### Exercise:
Rewrite the listing below in full, replacing "Labeling job" with "Annotation task" wherever it occurs and leaving everything else unchanged.

## START Records provided

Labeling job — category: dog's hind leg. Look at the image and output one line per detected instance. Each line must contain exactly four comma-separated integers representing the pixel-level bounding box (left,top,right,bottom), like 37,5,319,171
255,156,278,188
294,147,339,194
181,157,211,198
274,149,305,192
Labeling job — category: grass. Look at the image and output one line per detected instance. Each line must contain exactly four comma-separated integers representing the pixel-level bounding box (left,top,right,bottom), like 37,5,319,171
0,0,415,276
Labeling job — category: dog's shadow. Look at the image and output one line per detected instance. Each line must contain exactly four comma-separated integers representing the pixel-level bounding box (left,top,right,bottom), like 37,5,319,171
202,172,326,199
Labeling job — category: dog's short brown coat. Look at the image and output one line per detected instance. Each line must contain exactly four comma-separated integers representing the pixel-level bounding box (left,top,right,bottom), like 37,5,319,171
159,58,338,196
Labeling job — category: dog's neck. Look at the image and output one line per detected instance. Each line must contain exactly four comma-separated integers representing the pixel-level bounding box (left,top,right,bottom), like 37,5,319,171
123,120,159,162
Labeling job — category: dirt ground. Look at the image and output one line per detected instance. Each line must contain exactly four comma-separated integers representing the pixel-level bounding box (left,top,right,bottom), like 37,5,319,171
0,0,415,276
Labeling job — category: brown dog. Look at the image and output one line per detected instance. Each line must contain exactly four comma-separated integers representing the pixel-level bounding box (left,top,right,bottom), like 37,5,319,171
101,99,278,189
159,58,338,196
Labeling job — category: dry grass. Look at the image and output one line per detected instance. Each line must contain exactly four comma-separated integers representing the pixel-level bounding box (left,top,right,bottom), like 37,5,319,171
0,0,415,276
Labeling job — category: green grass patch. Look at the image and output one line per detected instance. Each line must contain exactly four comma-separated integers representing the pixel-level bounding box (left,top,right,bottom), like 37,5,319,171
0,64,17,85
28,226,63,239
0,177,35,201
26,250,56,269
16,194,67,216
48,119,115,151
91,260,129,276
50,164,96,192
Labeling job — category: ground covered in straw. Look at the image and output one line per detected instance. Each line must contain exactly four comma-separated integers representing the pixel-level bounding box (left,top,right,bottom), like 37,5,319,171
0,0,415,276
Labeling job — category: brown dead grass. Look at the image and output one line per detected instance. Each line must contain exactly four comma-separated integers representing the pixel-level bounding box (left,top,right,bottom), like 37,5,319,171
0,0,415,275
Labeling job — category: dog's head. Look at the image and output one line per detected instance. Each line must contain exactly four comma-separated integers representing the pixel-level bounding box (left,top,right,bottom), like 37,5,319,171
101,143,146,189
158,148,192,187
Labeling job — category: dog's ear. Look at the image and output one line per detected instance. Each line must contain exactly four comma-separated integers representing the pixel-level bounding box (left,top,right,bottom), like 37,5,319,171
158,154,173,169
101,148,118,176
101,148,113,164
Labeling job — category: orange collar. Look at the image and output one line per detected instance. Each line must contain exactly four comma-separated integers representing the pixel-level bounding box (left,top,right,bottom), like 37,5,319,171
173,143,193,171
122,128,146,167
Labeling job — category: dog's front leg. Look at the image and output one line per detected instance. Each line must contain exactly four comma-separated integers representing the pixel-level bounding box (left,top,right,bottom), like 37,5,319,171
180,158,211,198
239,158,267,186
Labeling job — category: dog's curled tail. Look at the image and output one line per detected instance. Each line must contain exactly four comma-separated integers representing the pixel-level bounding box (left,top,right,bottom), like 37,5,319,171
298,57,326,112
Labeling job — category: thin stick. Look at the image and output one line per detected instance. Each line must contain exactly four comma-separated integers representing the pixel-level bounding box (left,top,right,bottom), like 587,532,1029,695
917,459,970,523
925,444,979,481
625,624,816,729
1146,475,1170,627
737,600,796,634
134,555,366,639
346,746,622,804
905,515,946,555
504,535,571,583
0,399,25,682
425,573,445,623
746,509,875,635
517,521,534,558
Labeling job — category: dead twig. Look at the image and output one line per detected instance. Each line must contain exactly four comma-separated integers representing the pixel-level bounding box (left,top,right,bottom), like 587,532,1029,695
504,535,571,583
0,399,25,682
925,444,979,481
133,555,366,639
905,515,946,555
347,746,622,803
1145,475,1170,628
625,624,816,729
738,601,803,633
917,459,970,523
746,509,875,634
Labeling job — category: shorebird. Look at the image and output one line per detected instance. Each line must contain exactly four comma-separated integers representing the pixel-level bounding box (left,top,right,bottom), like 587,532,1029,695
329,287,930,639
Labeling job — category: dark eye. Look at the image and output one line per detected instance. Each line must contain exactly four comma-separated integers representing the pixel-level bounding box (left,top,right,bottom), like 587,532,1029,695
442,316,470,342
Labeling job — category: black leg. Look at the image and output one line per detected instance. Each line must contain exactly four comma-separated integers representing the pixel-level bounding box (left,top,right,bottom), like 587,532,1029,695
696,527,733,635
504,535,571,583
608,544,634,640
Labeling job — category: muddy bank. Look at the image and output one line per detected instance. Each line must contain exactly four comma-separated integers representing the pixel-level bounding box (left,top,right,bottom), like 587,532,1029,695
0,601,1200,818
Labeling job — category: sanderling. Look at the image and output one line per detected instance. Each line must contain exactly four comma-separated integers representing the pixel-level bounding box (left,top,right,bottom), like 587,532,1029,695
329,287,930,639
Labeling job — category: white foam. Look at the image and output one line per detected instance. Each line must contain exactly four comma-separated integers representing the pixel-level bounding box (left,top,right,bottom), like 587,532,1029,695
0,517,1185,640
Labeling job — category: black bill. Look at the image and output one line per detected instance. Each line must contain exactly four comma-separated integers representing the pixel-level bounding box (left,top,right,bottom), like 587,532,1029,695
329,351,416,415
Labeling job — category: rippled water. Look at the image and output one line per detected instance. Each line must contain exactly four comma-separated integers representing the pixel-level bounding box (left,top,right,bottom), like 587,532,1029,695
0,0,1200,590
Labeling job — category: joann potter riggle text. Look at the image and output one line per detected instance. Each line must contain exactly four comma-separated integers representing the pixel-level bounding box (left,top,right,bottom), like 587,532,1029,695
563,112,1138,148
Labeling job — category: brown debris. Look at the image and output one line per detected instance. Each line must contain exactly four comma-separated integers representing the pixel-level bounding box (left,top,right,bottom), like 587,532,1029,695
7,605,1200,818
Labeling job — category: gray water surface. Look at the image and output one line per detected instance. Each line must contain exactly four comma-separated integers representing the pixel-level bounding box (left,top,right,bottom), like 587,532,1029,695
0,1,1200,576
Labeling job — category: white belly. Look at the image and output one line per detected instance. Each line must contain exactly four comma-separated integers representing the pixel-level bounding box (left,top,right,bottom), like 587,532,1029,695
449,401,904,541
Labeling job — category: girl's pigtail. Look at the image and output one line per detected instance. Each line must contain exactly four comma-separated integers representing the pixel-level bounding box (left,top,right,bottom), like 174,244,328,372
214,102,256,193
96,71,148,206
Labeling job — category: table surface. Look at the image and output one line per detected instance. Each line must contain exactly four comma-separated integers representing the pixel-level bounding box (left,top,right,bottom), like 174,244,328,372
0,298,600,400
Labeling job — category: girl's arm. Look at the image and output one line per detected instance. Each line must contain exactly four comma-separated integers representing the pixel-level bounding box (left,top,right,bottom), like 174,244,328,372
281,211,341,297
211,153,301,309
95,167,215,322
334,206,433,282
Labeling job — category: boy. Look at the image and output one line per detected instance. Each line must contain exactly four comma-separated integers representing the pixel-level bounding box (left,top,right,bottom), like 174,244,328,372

## END Records provided

### Exercise answer:
Annotation task — category: dog's hind leg. Look at the image and output one line per detected instance. Each line must contain exactly four comma-separated integers representing the pixel-level bounding box (left,top,right,bottom), like 37,5,319,171
255,156,278,188
294,147,339,194
181,157,211,198
274,149,305,192
Annotation task — category: grass. Look at the image and output one line per detected instance. Each line must contain exactly four comma-separated integers representing the pixel-level bounding box (left,top,right,bottom), like 37,5,319,171
0,0,415,276
Annotation task — category: dog's shadow. Look at the image and output one line per detected instance. Each line must contain exactly four comma-separated integers representing the pixel-level bounding box (left,top,right,bottom), like 37,5,319,171
202,172,326,199
Annotation task — category: dog's short brown coat. Look at the image and output one line per detected instance. Each line must contain exactly four comma-separated integers representing the pixel-level bounding box (left,top,right,bottom), like 37,5,319,171
159,58,338,196
Annotation task — category: dog's neck. Look at the image and output one line per detected instance. Each line must contain exactly four comma-separated integers representing the pixel-level bounding box (left,top,right,bottom), like 37,5,319,171
123,120,159,162
Annotation task — category: dirt ground. Look at the image and output one line per detected instance. Each line must contain exactly four comma-separated integers representing the pixel-level bounding box (left,top,right,bottom), like 37,5,319,171
0,0,415,276
Annotation task — category: brown dog. Look at the image and output one line per detected instance. Each line must contain exactly four comma-separated integers representing the pixel-level bounding box (left,top,right,bottom), like 37,5,319,171
101,99,278,189
159,58,338,196
Annotation task — category: dry grass. Look at the image and output one line per detected instance. Each line must contain exactly four comma-separated integers representing the pixel-level bounding box (left,top,right,bottom), like 37,5,319,171
0,0,415,276
Annotation task — category: green grass patch. Look at the image and output one line per detected instance. Each line must contain exactly four comma-separated integers representing the pixel-level bounding box (left,top,right,bottom), like 37,5,319,171
0,64,17,85
28,226,63,239
0,177,35,201
26,250,56,269
16,194,67,216
48,119,115,151
91,260,129,276
50,164,96,192
Annotation task — category: ground covered in straw. Look at the image and output one line per detected instance. Each line must contain exactly four comma-separated integers representing the pixel-level bounding box (left,top,right,bottom), like 37,5,319,171
0,0,415,276
Annotation task — category: brown dead grass. Look at the image and output one line per detected instance. Each line must contain exactly four comma-separated integers representing the pixel-level bounding box (left,top,right,bottom), like 37,5,319,171
0,0,415,275
Annotation task — category: dog's head. Look at the image and output one line per detected instance. Each line must contain exactly four comma-separated integers representing the pixel-level bounding box (left,top,right,bottom), like 37,5,319,171
101,143,146,189
158,148,192,187
Annotation task — category: dog's ear. Look at the image and output one line per detected instance. Each line must contain exactly four comma-separated integers representing the pixel-level bounding box (left,top,right,bottom), like 37,5,319,171
158,154,173,169
101,148,118,176
101,148,113,164
Annotation task — category: orange collar. Look at the image and output one line per detected instance. Each line must contain exactly four comma-separated integers representing the pixel-level bounding box (left,top,right,bottom), like 37,5,319,171
173,143,193,171
122,128,146,167
Annotation task — category: dog's front leg. Look at the image and output one line per detected instance. Each line must contain exactly four comma-separated integers representing the pixel-level bounding box (left,top,right,bottom), like 37,5,319,171
180,158,211,198
239,158,267,186
Annotation task — category: dog's curled tail. Look at the image and output one line per detected instance. Each line must contain exactly four comma-separated integers representing the pixel-level bounding box (left,top,right,bottom), like 37,5,319,171
298,57,326,112
Annotation task — category: thin stick. Look at the image and output one line per detected instance. Each line must contain exactly four comma-separated integers representing the pixel-level bounding box (left,top,right,bottom), like 587,532,1029,695
917,459,970,523
925,444,979,481
625,624,816,729
1146,475,1170,627
737,600,796,634
134,555,366,639
346,746,622,804
905,515,946,555
504,535,571,583
0,399,25,682
425,573,445,623
746,509,875,635
517,521,534,558
Annotation task — category: dead twig. Look at the image and output one line per detected instance. Each line must contain exactly four comma-separated integers representing the pixel-level bounding box (left,top,right,bottom), like 587,532,1029,695
504,535,571,583
0,399,25,682
925,444,979,481
133,555,366,639
905,515,946,555
347,746,622,803
1145,475,1170,628
625,624,816,729
738,601,803,633
917,459,970,523
746,509,875,634
Annotation task — category: shorebird. Look at the image and output one line per detected instance. Each line must contain exactly four comma-separated integers representing the pixel-level bounding box (left,top,right,bottom), like 587,532,1029,695
329,287,930,639
Annotation task — category: dark eye. Look at the image and output one line per detected instance. Each line must contain exactly four comma-separated integers representing the pixel-level bounding box (left,top,right,bottom), like 587,532,1029,695
442,316,470,342
Annotation task — category: black leg. Look at the image and output one line per detected instance. Each line must contain exactly four comma-separated integers representing the pixel-level bounding box (left,top,right,bottom), like 587,532,1029,695
696,527,733,635
504,535,571,583
608,544,634,640
Annotation task — category: muddy bank. Look at the image and output one line per detected instance. Each line must contain exactly four comma-separated integers representing the pixel-level bounding box (left,top,right,bottom), like 587,532,1029,695
0,601,1200,818
Annotation task — category: sanderling. Look at the image and output one line per detected instance. Each line must contain exactly four comma-separated integers representing the pixel-level bounding box (left,top,right,bottom), like 587,532,1029,695
329,287,930,639
Annotation task — category: white foam. Look at the image and output one line per detected instance. Each line must contain exactly four comma-separated integers representing the pixel-level bounding box (left,top,right,bottom), like 587,532,1029,695
0,517,1185,640
Annotation task — category: black bill. Look at the image and output one line per detected instance. Each line must contain exactly four comma-separated integers representing the pixel-level bounding box (left,top,right,bottom), like 587,532,1029,695
329,351,416,415
Annotation task — category: rippled water. Look at the image and output one line per detected instance. Each line must contain exactly four comma-separated integers representing the pixel-level bounding box (left,top,right,bottom), like 587,532,1029,695
0,0,1200,590
Annotation task — category: joann potter riggle text. Look at the image and output one line per detected instance. Each line must contain exactly four comma-separated integers representing the pixel-level bounding box (left,top,right,bottom), like 587,532,1029,695
563,112,1138,148
Annotation task — category: brown debris. Look at the image and output one line per detected instance. Each line must contain exactly four comma-separated integers representing the pixel-level bounding box (left,top,right,bottom), like 587,532,1029,695
7,605,1200,818
Annotation task — category: gray water surface. Look at the image and output one line per detected instance. Each line must contain exactly four comma-separated integers representing the pixel-level bounding box (left,top,right,bottom), like 587,532,1029,695
0,1,1200,576
Annotation task — category: white belly. Look at the image and output one line per detected instance. Each line must contain exactly four comma-separated integers representing the pixel-level bounding box (left,top,right,bottom), like 587,532,1029,695
449,401,904,541
Annotation task — category: girl's pigtail. Look at the image and output one line per detected instance. Each line must contain exactly four comma-separated integers representing the pixel-level bounding box (left,top,right,bottom), like 174,244,328,372
214,102,256,193
96,71,148,206
Annotation task — category: table surface. Look at the image and output one line per detected instance. Each line must contain exactly four comma-separated integers representing the pixel-level bounding box (left,top,right,bottom), like 174,244,328,372
0,298,600,400
Annotation task — category: girl's arm. Look at the image and output one line per detected instance. Each line must contain exactly four comma-separated integers representing the pixel-level bounding box (left,top,right,bottom), like 174,244,328,372
281,211,341,297
211,153,301,309
95,167,215,322
334,206,433,282
Annotation task — category: boy. Look at the image and output one line per detected instance. Each line must contain exactly four comma-separated integers representing the pixel-level bounding box (left,top,right,bottom), like 174,244,328,372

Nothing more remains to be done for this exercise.